“Seeing death as the end of life is like seeing the horizon as the end of the ocean.” — David Sedaris
In a little less than a month, my mother will be dead for 15 years. Lately, I find myself looking for signs of her everywhere.
- The ladybug that landed on me while we were apple picking the other day.
- The butterfly that kept circling around me and darting at my chest.
- The bluejay on my window sill this afternoon.
- The Andrea Bocelli song playing from the car next to me at the stoplight.
These encounters feel like a gentle, sentimental breeze- like walking through a cloud of my mom’s perfume. I can breathe it in, but I can’t find a way to grab hold.
Catch and release.
A younger Lisa, one I don’t remember or maybe never even knew, has peppered my dreams for the last month.
- We were in a boat with one of my new friends.
- She was at my kitchen table, patiently waiting for me to serve dinner.
- Over a glass of wine, we chatted with a group of faceless women.
I tend to wake myself up from these dreams, excited about the possibility that she might be here. And then I feel a crushing wave of heartache that thankfully has become momentary rather than semi-permanent.
Remember and let go.
There are so many things happening in my life that I want to share with her.
- The kids. Always the kids.
- The gorgeous boots that I just got on crazy discount.
- A recipe I tried that I know she would have liked.
- How different my life looks from what she’d probably pictured, but that I’m happy.
I am even longing for her quick judgement and strict rules that felt like poison as a teenager, but in hindsight are a welcome, mother-knows-best embrace.
My glasses are rose-colored.
About a year ago we moved my grandmother, Mary, to an assisted living facility in Maryland right outside Washington D.C. On my way back home from visiting for her 99th birthday last month, I drove to the house in Phoenix, MD where my parents lived at the end of my mom’s life.

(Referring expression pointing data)
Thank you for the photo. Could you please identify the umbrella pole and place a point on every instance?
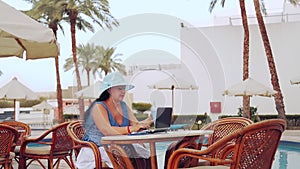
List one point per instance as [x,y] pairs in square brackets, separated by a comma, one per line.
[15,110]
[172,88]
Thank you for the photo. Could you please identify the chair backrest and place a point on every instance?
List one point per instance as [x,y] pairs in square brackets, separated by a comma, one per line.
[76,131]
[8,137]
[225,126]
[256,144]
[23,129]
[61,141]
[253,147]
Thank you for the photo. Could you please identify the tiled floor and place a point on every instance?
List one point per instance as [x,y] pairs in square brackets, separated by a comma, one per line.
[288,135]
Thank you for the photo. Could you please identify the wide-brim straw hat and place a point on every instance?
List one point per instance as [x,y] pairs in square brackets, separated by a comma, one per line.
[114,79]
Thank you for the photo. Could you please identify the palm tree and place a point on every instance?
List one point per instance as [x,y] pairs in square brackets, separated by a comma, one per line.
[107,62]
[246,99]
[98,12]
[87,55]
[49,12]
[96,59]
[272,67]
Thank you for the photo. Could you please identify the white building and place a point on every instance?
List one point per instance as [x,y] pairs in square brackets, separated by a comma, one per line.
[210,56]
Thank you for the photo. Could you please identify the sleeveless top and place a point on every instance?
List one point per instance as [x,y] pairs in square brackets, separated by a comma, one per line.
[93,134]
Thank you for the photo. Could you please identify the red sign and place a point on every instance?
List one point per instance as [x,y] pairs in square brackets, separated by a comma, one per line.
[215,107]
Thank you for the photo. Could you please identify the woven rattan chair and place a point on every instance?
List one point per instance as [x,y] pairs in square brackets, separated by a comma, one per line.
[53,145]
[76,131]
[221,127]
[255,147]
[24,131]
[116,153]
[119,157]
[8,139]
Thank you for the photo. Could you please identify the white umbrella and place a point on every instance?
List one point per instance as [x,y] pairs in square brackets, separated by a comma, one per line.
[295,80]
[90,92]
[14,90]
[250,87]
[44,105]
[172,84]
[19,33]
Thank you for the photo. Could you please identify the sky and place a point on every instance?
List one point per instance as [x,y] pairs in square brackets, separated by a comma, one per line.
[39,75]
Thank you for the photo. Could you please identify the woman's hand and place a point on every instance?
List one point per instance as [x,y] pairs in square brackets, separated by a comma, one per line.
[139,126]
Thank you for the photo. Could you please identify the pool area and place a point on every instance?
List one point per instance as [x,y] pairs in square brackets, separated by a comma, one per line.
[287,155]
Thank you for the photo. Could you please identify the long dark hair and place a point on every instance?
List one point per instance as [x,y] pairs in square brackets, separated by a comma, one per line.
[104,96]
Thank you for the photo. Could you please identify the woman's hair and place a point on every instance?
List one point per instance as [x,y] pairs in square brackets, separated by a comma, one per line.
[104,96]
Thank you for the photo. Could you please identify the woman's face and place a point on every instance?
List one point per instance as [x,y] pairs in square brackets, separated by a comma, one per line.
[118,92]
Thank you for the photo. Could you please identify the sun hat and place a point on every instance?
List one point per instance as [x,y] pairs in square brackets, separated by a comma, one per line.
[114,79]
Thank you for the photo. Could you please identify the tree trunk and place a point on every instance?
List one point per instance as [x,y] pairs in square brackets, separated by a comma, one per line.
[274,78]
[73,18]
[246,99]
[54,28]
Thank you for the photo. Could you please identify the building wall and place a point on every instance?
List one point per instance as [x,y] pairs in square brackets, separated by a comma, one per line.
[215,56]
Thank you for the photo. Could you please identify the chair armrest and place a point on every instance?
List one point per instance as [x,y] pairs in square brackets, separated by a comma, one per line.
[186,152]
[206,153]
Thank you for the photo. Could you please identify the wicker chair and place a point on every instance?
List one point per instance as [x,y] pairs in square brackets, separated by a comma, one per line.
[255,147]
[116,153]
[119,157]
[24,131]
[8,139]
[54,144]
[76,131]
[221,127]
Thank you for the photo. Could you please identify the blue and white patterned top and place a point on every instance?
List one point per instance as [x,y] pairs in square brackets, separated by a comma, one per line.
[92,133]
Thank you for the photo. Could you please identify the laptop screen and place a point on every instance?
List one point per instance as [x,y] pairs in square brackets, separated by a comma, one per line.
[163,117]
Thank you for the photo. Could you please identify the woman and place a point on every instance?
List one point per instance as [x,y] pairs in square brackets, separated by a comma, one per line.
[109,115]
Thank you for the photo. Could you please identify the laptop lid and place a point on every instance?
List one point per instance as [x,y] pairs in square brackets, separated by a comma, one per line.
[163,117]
...
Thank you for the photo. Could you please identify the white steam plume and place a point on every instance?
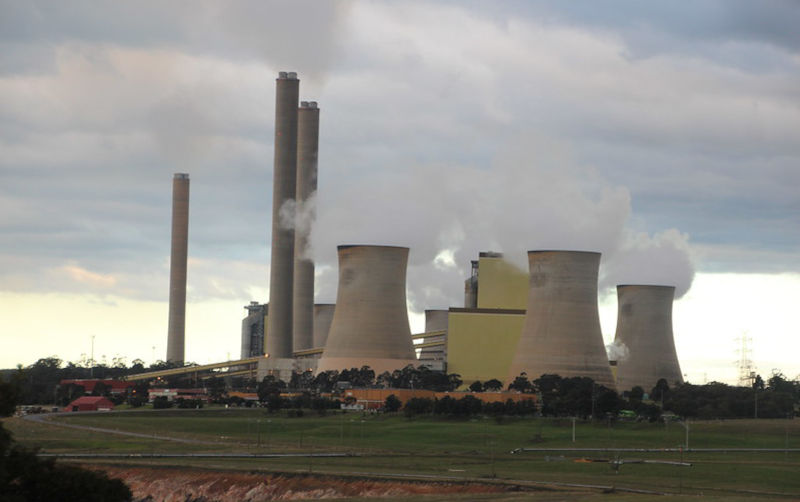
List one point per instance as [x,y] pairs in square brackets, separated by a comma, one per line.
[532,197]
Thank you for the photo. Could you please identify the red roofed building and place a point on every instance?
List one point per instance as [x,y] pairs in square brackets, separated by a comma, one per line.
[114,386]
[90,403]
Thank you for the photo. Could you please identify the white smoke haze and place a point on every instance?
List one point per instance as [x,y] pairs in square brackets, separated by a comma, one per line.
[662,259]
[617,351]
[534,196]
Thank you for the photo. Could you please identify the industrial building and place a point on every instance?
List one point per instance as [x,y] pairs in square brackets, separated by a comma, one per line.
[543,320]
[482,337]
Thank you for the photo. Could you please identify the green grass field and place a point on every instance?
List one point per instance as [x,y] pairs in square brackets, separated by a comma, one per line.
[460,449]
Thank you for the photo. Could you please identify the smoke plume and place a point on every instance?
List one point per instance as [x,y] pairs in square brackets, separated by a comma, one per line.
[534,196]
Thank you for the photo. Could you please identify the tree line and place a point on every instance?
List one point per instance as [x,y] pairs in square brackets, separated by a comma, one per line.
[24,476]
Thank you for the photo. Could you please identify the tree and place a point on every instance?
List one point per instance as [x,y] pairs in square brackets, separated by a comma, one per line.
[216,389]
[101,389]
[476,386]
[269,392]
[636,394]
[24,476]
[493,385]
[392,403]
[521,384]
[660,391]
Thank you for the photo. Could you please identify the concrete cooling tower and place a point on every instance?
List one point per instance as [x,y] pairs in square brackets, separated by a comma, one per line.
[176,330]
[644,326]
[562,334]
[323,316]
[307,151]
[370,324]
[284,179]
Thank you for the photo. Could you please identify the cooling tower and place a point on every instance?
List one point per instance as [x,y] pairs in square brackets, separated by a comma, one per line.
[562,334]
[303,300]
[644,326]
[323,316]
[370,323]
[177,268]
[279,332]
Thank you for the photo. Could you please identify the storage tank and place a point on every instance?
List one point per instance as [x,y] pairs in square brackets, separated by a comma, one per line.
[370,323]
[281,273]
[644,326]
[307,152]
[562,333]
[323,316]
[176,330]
...
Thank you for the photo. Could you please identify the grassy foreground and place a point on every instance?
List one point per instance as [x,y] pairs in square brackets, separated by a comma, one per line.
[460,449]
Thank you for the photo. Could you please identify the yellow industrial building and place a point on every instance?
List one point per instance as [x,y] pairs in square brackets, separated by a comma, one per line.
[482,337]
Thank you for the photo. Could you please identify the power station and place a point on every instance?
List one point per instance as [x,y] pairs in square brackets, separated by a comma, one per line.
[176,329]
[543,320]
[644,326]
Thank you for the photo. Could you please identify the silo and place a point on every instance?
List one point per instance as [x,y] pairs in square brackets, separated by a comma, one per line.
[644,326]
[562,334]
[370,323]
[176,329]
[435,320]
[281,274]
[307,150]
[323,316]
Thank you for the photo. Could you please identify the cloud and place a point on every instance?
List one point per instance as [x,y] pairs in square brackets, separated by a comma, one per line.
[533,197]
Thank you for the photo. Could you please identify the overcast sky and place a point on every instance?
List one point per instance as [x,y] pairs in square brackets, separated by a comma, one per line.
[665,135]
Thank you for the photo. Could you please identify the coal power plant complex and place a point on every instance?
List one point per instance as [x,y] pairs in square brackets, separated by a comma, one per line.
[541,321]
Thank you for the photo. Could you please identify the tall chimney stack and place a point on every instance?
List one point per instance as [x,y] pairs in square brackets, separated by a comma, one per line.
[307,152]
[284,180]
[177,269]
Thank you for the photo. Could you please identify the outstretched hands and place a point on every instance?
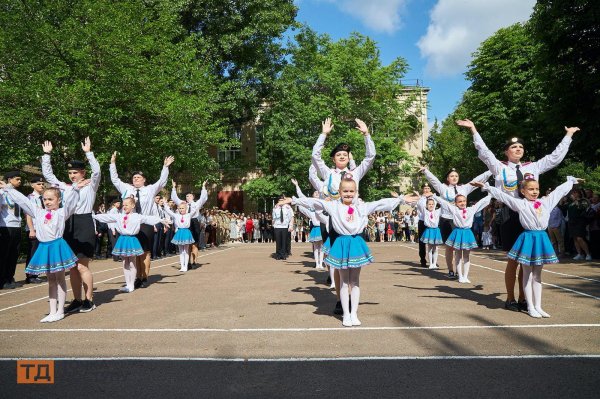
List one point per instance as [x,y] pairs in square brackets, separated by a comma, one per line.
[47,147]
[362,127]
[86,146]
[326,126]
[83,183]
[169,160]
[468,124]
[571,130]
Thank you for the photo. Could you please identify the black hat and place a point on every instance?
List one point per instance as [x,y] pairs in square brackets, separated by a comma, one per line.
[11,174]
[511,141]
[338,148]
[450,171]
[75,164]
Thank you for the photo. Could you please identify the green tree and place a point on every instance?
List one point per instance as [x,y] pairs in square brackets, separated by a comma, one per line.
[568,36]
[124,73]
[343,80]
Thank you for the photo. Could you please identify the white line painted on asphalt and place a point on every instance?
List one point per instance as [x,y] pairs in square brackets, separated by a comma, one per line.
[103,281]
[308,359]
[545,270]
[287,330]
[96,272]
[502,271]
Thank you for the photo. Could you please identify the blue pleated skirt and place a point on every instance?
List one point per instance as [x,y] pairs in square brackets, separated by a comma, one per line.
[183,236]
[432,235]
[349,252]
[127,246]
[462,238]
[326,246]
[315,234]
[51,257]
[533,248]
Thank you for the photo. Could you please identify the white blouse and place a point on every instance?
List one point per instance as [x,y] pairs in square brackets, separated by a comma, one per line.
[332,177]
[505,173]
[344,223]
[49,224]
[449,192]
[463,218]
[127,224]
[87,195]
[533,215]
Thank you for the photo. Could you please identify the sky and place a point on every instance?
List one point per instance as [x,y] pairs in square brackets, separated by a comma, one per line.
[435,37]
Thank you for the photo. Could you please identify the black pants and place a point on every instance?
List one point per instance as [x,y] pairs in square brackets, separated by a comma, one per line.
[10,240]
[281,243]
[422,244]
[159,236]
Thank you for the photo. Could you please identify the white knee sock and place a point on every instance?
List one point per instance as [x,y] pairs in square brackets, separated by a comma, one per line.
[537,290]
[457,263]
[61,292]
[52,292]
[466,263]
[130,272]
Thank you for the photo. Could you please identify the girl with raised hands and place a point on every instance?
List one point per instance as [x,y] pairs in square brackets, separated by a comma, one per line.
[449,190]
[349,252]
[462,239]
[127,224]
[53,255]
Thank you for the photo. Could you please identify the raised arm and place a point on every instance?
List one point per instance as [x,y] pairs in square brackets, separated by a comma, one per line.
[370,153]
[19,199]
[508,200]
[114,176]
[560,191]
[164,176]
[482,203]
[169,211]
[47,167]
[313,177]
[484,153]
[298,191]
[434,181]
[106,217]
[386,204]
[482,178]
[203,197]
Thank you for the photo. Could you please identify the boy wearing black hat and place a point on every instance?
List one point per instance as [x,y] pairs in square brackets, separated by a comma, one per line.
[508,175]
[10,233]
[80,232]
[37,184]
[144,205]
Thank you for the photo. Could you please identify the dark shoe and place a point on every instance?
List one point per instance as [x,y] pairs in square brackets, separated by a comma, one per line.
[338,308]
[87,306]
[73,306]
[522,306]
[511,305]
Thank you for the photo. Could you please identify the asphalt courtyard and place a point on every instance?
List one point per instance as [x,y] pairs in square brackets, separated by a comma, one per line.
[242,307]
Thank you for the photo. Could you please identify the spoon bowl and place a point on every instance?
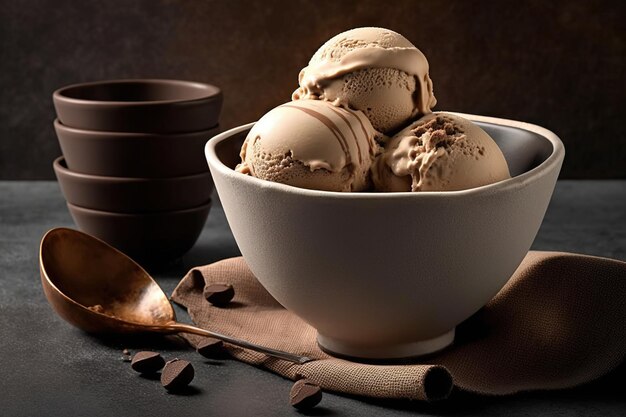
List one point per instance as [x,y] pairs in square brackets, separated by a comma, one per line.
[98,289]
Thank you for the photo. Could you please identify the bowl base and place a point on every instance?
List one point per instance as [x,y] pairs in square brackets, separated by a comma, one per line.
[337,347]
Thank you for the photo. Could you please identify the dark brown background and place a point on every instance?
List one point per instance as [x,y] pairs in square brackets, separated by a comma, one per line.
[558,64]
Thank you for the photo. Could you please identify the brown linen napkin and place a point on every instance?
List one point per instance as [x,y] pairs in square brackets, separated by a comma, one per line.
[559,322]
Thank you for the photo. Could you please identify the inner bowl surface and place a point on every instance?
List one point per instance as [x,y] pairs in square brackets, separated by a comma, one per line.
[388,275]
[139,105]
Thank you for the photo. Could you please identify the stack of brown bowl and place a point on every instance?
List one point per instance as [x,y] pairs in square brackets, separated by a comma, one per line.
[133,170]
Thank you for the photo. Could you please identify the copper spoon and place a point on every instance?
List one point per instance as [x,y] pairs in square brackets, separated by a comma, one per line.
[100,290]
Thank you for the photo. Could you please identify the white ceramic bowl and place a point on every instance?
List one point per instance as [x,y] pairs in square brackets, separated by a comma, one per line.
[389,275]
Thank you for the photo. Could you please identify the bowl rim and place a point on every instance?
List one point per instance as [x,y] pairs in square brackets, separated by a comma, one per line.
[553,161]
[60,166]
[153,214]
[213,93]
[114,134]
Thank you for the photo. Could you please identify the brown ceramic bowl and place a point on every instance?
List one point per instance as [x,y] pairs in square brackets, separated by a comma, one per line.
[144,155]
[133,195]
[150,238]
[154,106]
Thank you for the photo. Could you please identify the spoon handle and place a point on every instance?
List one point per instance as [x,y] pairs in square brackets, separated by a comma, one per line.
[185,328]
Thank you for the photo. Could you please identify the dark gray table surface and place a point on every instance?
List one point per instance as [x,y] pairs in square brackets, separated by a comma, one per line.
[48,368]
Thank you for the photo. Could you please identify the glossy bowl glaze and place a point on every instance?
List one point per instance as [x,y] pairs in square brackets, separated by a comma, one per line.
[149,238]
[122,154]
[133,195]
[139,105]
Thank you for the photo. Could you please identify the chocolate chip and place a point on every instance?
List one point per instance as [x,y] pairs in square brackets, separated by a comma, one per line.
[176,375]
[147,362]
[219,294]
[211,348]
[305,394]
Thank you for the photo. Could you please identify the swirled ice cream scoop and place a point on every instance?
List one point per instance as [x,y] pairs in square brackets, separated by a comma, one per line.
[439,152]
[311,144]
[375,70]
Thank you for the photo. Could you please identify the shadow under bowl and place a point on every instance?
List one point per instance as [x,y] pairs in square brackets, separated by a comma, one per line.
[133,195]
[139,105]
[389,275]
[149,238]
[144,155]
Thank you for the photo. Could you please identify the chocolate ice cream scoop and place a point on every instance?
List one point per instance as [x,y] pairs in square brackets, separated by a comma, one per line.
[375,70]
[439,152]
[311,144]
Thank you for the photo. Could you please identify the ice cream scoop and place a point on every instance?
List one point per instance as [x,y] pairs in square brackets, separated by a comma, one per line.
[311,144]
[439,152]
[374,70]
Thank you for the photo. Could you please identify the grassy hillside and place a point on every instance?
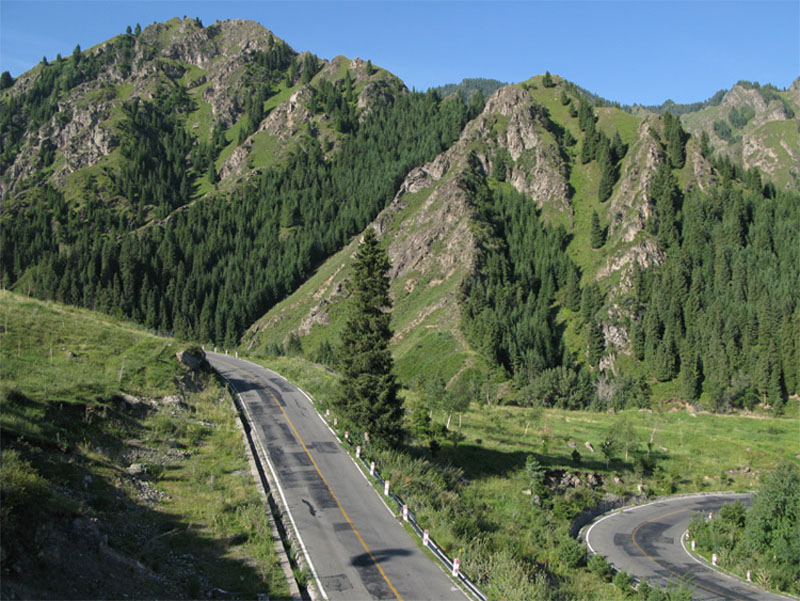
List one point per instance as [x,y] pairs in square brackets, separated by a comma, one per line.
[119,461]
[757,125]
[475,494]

→ **Requirement 1**
Which signs of the writer's mother does the essay on grief list as recent encounters?
→ **Requirement 2**
How would you render this sentence from the essay on grief in Spanish: "There are so many things happening in my life that I want to share with her."

→ **Answer 1**
- The ladybug that landed on the writer while apple picking the other day
- The butterfly that kept circling around the writer and darting at the writer's chest
- The bluejay on the window sill this afternoon
- The Andrea Bocelli song playing from the car next to the writer at the stoplight

→ **Answer 2**
Están pasando tantas cosas en mi vida que quiero compartir con ella.